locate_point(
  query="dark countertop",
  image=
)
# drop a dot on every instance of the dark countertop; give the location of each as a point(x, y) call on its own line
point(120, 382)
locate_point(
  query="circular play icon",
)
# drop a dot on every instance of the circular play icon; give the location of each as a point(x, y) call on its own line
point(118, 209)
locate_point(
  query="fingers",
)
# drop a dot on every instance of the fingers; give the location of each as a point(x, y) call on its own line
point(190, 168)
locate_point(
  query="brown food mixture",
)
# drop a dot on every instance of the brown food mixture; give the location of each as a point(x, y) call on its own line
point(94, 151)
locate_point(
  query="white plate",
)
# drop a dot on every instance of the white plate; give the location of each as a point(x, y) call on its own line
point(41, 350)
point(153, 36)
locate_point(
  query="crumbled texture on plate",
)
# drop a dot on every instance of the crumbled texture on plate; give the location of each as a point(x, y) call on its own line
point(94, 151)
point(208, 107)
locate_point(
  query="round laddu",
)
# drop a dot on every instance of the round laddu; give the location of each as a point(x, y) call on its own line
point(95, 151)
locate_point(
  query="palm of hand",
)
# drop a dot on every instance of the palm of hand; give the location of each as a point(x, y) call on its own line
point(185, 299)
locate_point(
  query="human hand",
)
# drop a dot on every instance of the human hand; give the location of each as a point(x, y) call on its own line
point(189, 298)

## [WHAT IS BEING ASKED]
Keeping each word as given, write out the material above.

## [PROBLEM SOLUTION]
locate_point(
  query="dark countertop",
  image=
)
# drop a dot on every instance of the dark countertop; give the location of each as a point(x, y) call on its own line
point(120, 382)
locate_point(
  query="circular play icon",
)
# drop a dot on every instance of the circular play icon; give the location of each as a point(x, y) call on its own line
point(118, 209)
locate_point(
  query="fingers",
)
# drop a dot on every instance of the fingers; give the location of each as a point(x, y) call on its own line
point(190, 168)
locate_point(
  query="brown food mixture",
)
# drop a dot on every instance of the brown food mixture; give the location of each as a point(x, y) call on its own line
point(94, 151)
locate_point(
  query="white plate",
)
# drop a dot on every instance of the white plate; give the location of each as a point(x, y) call on its own line
point(41, 350)
point(153, 36)
locate_point(
  query="crumbled texture on plate",
)
# drop a dot on every instance of the crumbled texture on plate; give the location of each as a point(x, y) call on its own line
point(94, 151)
point(208, 107)
locate_point(
  query="round laddu",
)
# drop a dot on every instance of the round laddu; give the location of each as a point(x, y) call on its own line
point(95, 151)
locate_point(
  query="palm of hand",
)
# drop a dot on every instance of the palm of hand; give the location of each as a point(x, y) call on its own line
point(185, 299)
locate_point(
  query="human hand",
)
# drop a dot on every instance of the human hand; give the location of each as a point(x, y) call on its own line
point(189, 298)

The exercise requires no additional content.